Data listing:
■ ■ ■ ■ ■

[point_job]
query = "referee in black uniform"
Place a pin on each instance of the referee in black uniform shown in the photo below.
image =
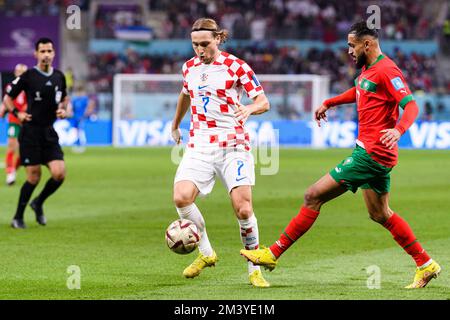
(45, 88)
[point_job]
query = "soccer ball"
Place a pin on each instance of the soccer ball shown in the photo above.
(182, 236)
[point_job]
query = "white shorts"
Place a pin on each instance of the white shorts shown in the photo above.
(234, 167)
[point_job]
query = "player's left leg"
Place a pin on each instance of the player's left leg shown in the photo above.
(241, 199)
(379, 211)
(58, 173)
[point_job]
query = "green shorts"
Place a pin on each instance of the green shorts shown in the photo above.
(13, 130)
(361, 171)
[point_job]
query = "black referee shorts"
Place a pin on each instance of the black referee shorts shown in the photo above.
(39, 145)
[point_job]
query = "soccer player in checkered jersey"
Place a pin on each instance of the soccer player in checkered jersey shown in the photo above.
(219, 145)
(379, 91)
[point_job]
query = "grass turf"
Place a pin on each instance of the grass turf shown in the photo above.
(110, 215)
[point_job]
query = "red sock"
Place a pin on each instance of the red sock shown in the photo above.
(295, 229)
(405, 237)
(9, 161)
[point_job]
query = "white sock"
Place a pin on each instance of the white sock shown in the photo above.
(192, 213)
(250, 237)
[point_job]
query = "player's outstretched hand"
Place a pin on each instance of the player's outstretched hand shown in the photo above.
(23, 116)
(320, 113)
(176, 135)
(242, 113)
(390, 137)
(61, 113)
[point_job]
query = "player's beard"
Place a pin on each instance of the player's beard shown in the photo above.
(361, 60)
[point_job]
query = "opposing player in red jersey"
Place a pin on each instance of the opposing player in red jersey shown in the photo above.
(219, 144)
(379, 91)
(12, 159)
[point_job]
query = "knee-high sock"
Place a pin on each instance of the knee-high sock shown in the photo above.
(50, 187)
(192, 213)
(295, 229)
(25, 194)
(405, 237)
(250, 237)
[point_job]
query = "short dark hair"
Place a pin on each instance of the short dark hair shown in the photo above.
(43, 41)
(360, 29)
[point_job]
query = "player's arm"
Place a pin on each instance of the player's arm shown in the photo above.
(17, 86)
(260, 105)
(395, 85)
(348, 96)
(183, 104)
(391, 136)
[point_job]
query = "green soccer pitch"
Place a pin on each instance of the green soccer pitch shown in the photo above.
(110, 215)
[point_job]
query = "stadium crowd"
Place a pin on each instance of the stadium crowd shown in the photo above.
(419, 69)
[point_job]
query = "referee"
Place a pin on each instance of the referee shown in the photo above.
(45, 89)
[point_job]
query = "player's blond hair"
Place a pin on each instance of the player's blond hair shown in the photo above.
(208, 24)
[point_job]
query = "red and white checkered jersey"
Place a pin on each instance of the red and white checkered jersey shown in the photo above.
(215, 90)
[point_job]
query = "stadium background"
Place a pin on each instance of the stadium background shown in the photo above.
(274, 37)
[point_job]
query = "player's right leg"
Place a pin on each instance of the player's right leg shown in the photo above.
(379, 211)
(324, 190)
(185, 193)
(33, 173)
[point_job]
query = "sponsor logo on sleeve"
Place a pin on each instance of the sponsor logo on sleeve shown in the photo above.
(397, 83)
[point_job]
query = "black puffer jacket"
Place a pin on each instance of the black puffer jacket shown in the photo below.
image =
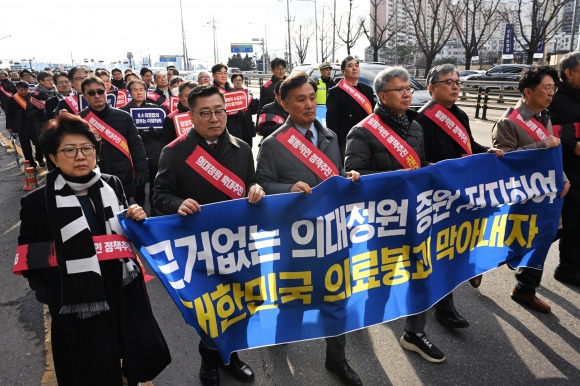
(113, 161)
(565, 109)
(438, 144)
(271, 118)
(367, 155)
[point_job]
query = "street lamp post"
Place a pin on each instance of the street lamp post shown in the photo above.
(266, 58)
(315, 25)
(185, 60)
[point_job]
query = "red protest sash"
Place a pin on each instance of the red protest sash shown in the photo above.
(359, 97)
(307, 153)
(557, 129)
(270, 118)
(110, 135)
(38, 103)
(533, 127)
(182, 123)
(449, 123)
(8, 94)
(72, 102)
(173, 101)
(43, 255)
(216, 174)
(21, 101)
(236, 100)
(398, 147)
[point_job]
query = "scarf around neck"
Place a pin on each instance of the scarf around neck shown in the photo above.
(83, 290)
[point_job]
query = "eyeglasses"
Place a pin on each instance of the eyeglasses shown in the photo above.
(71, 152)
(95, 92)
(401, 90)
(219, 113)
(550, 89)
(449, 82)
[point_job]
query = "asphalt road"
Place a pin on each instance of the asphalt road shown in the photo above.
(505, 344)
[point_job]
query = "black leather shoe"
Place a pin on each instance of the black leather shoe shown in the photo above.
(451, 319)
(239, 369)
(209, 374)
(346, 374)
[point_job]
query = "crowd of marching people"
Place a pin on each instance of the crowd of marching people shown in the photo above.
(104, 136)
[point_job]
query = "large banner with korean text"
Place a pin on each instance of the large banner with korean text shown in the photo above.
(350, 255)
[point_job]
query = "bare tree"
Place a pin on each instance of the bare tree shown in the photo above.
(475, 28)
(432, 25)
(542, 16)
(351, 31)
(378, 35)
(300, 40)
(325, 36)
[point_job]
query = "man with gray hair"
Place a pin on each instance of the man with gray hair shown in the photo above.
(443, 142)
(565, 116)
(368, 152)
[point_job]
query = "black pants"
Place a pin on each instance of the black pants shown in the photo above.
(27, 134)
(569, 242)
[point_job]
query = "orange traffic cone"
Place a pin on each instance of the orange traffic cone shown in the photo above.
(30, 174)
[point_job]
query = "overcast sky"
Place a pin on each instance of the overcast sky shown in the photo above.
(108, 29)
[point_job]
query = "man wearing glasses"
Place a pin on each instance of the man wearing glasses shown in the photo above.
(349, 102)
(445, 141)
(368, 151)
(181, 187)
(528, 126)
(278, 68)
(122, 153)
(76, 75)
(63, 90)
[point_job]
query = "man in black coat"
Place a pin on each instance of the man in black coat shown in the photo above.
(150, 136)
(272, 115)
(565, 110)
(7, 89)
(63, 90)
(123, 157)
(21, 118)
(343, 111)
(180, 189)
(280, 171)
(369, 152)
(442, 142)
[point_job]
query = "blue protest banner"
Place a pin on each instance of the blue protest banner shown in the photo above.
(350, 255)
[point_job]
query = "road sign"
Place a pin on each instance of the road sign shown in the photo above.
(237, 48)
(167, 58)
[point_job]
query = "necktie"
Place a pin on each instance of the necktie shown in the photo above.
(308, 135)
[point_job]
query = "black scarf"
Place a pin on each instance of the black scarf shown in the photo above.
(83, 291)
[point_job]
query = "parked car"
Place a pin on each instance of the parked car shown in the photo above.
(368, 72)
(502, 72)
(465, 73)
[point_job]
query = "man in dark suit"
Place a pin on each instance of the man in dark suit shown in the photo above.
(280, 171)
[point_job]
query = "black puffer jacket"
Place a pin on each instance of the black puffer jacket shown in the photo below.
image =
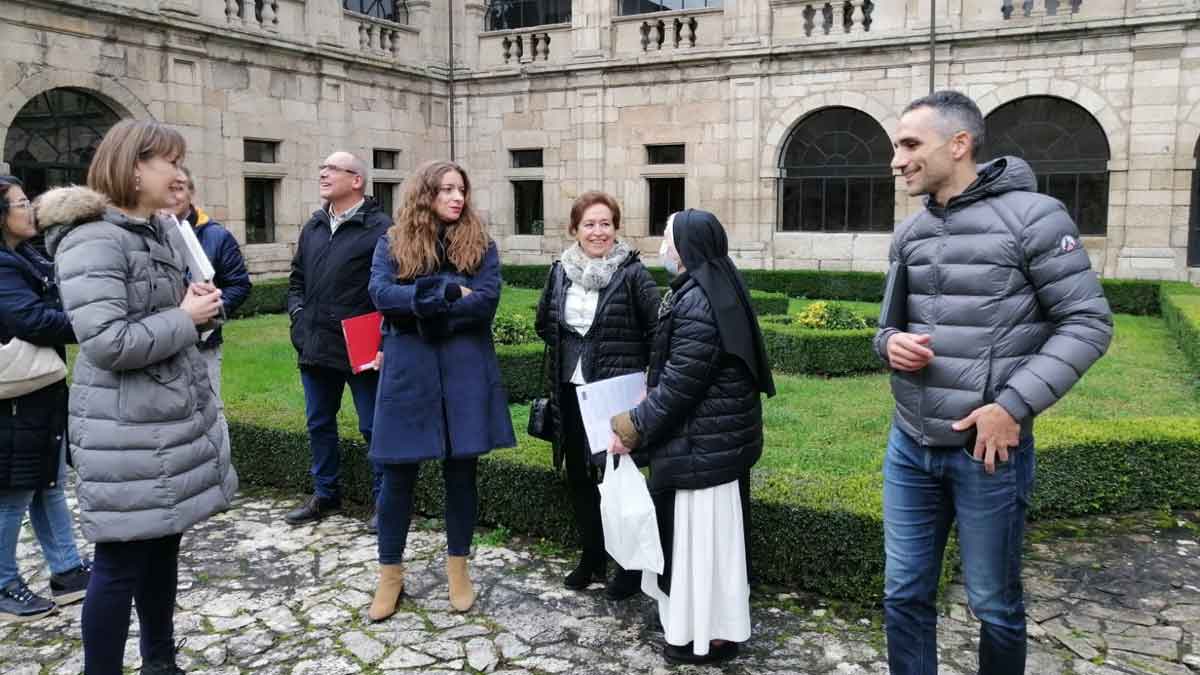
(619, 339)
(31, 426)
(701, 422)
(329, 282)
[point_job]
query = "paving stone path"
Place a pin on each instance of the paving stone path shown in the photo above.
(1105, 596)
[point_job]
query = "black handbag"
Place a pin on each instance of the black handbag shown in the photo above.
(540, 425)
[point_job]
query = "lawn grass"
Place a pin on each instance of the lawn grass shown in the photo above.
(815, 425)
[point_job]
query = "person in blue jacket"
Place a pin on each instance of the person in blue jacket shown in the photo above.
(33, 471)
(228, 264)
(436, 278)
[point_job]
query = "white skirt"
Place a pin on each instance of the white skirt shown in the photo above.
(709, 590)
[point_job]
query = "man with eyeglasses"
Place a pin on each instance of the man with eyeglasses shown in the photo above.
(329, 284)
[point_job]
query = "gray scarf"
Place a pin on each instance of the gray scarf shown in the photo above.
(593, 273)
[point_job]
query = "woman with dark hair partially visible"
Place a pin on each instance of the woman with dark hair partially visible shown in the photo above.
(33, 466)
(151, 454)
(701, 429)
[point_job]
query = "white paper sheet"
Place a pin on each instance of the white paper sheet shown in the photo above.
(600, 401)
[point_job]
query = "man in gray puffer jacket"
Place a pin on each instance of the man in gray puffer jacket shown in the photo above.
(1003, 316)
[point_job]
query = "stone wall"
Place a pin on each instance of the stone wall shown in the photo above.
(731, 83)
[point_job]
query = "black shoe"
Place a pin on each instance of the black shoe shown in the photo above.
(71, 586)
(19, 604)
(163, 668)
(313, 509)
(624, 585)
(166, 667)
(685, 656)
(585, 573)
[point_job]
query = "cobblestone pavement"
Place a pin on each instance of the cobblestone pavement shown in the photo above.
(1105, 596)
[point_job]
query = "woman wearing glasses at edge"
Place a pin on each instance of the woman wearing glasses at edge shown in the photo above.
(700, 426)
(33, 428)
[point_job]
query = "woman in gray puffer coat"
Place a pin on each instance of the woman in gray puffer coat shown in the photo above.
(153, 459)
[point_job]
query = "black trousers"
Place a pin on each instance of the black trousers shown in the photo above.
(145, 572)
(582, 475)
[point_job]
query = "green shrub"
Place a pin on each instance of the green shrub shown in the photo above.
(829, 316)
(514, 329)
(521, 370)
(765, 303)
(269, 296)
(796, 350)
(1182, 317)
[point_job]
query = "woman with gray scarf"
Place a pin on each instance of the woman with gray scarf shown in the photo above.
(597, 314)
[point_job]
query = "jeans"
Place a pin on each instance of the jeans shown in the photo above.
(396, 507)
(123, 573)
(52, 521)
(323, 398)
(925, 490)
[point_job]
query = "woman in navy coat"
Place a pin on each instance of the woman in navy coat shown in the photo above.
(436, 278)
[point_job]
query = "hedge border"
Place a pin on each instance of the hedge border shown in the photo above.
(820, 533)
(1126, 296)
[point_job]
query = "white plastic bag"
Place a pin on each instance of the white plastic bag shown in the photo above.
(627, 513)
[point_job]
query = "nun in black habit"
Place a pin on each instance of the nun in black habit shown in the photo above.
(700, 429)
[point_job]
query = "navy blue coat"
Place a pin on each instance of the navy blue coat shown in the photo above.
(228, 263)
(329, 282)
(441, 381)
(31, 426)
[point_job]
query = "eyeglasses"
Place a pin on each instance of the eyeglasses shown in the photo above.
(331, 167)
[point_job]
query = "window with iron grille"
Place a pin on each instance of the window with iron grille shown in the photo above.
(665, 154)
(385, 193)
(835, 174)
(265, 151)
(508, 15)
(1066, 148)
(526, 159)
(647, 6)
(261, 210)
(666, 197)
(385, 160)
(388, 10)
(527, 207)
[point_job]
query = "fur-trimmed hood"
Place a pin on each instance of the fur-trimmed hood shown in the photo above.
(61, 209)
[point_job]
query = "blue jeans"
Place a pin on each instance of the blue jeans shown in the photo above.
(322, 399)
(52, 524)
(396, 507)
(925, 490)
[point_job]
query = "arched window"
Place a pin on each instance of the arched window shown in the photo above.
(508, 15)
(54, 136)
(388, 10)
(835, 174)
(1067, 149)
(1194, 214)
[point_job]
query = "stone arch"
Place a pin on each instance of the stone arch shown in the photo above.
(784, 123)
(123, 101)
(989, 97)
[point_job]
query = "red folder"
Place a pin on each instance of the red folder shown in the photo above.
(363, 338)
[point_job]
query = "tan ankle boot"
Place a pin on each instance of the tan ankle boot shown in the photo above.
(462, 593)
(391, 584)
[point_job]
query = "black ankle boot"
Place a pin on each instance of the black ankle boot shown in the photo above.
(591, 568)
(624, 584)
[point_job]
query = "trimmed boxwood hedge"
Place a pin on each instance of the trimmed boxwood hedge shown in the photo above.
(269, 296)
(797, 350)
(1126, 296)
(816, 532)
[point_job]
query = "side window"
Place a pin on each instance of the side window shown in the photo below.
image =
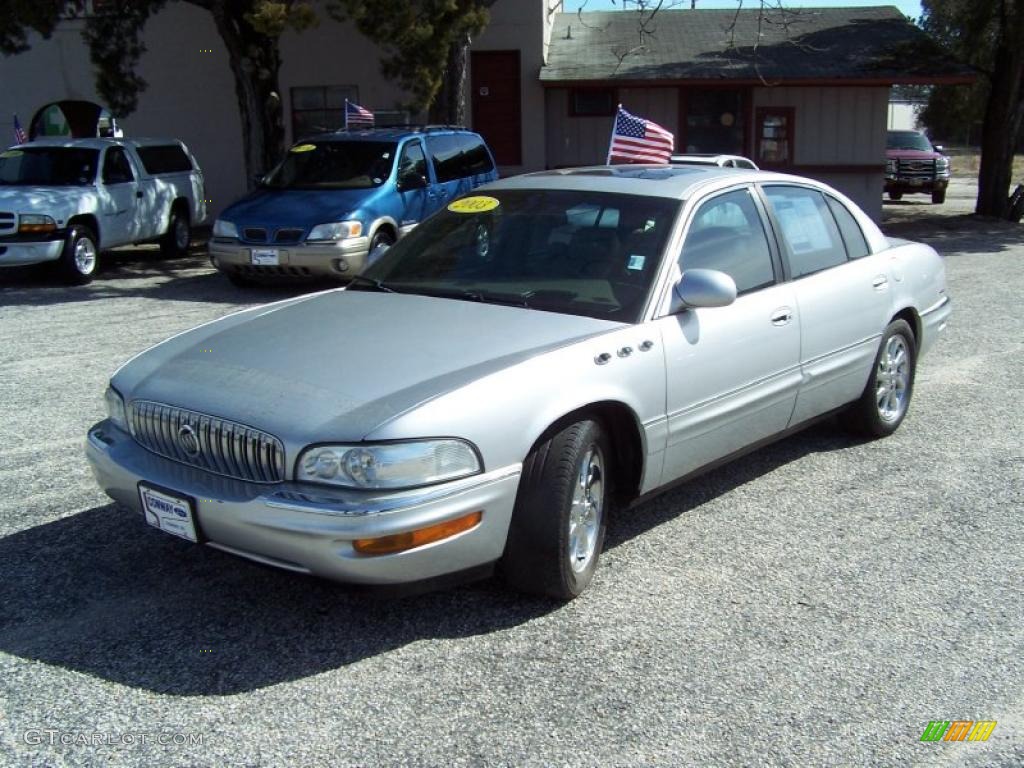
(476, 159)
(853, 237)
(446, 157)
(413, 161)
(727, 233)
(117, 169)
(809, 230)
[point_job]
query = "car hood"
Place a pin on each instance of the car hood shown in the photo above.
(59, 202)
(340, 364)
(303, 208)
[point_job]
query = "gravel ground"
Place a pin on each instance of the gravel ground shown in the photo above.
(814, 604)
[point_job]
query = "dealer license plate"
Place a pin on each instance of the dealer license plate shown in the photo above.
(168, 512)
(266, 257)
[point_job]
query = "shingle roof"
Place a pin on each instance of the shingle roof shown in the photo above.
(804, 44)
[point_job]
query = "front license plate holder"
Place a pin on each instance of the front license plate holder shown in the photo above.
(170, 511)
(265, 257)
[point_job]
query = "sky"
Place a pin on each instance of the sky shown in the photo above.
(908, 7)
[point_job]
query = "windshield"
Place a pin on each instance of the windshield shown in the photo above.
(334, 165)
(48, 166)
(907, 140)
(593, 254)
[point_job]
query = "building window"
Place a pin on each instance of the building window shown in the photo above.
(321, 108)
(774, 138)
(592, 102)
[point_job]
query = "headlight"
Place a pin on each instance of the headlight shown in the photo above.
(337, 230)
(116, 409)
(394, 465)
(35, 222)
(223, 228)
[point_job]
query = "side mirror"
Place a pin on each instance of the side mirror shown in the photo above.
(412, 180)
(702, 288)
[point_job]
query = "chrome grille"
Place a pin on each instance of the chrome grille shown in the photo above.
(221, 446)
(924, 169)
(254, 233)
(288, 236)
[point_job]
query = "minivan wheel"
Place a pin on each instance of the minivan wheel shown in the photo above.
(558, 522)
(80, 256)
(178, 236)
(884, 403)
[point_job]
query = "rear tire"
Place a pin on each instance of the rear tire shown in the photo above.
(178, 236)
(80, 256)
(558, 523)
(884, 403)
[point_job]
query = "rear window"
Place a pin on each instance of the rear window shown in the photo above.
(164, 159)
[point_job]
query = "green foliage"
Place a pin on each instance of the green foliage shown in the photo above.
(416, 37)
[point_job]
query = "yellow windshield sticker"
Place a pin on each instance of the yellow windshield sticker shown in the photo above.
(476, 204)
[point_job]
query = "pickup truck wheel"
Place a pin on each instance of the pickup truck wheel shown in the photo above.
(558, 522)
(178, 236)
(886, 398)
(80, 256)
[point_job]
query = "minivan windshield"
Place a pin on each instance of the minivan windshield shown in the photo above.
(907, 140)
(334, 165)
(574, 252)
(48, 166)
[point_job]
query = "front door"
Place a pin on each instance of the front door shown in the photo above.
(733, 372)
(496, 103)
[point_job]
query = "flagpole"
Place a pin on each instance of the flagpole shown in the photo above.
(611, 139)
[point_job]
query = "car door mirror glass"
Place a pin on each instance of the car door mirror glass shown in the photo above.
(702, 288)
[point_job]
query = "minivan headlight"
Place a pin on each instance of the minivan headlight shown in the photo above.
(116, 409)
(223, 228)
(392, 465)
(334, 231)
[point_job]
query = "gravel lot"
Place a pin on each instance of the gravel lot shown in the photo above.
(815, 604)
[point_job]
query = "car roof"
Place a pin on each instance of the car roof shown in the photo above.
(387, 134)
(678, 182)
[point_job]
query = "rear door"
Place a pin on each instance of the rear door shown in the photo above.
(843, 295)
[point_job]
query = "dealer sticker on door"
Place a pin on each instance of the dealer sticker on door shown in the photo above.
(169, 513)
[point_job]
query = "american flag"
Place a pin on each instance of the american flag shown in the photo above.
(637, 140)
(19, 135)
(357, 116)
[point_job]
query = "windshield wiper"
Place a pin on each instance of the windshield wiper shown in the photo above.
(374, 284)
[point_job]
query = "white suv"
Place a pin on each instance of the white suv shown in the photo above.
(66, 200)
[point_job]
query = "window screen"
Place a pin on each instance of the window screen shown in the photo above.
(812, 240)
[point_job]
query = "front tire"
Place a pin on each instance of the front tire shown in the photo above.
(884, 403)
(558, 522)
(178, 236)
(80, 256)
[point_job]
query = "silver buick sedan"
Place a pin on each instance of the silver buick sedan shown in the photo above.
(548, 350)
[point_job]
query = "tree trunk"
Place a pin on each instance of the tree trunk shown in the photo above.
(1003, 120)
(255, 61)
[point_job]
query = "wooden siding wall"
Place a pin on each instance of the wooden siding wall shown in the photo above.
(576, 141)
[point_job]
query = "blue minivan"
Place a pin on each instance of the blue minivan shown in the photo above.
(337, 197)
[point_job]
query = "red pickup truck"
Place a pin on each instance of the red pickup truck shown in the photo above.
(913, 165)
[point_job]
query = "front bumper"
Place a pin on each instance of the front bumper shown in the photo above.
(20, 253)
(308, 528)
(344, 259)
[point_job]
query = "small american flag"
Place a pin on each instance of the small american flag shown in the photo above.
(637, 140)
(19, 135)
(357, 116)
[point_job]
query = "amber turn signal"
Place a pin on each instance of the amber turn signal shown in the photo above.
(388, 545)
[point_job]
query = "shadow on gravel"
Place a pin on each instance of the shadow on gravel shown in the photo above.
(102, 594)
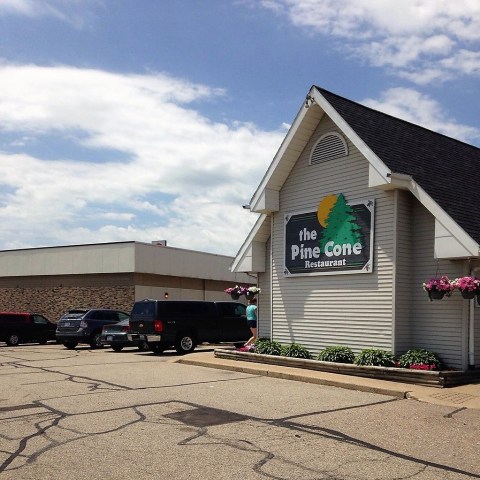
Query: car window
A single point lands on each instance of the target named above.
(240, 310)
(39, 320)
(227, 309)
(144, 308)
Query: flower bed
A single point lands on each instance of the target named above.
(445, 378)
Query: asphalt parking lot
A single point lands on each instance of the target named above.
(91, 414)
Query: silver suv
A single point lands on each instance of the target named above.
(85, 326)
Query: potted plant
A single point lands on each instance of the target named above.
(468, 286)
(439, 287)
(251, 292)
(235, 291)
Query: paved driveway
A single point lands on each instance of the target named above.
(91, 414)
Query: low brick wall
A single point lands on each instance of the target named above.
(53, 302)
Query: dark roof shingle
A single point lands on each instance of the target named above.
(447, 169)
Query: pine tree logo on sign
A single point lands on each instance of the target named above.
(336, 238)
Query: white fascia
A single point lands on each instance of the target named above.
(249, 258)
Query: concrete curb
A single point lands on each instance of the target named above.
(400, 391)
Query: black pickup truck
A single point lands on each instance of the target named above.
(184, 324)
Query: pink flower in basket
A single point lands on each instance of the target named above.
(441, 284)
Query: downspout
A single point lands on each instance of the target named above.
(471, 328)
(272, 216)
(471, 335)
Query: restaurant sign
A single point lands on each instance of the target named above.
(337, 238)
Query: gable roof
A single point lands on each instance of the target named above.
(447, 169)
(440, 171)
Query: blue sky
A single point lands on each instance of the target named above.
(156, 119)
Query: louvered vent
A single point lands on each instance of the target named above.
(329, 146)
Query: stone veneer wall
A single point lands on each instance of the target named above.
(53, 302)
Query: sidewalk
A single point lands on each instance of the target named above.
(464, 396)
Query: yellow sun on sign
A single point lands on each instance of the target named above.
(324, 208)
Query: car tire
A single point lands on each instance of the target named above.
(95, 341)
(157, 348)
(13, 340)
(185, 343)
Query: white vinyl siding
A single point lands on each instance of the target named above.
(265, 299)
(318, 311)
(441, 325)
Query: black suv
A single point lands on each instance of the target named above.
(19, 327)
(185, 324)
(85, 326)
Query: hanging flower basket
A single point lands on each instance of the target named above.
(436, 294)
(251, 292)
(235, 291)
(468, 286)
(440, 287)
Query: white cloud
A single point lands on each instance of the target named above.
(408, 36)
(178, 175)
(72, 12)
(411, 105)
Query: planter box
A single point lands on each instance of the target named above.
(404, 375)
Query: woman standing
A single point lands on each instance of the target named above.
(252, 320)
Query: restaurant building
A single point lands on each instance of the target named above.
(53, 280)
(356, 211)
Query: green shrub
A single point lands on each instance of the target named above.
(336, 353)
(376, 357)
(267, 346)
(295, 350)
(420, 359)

■ ■ ■ ■ ■

What is required:
Your task is to write out the lines from the one with "Query: hanging flower basket" through the end of the records, exactly and with nothing added.

In response:
Query: hanging flower basket
A single point lands on each instance of the target named above.
(436, 294)
(251, 292)
(235, 291)
(468, 286)
(440, 287)
Query: white cloud
A single point lands on each instance of the target named above.
(408, 36)
(178, 175)
(72, 12)
(411, 105)
Query: planter box
A single point lands on each instance of the target named above.
(404, 375)
Query: woman standing
A single point lands on each instance of the target named above.
(252, 320)
Query: restaurant building
A single point lands on each instance of the target named above.
(53, 280)
(356, 211)
Query: green shrub
A single point lands on each instance of the target named above.
(336, 353)
(376, 357)
(267, 346)
(295, 350)
(420, 359)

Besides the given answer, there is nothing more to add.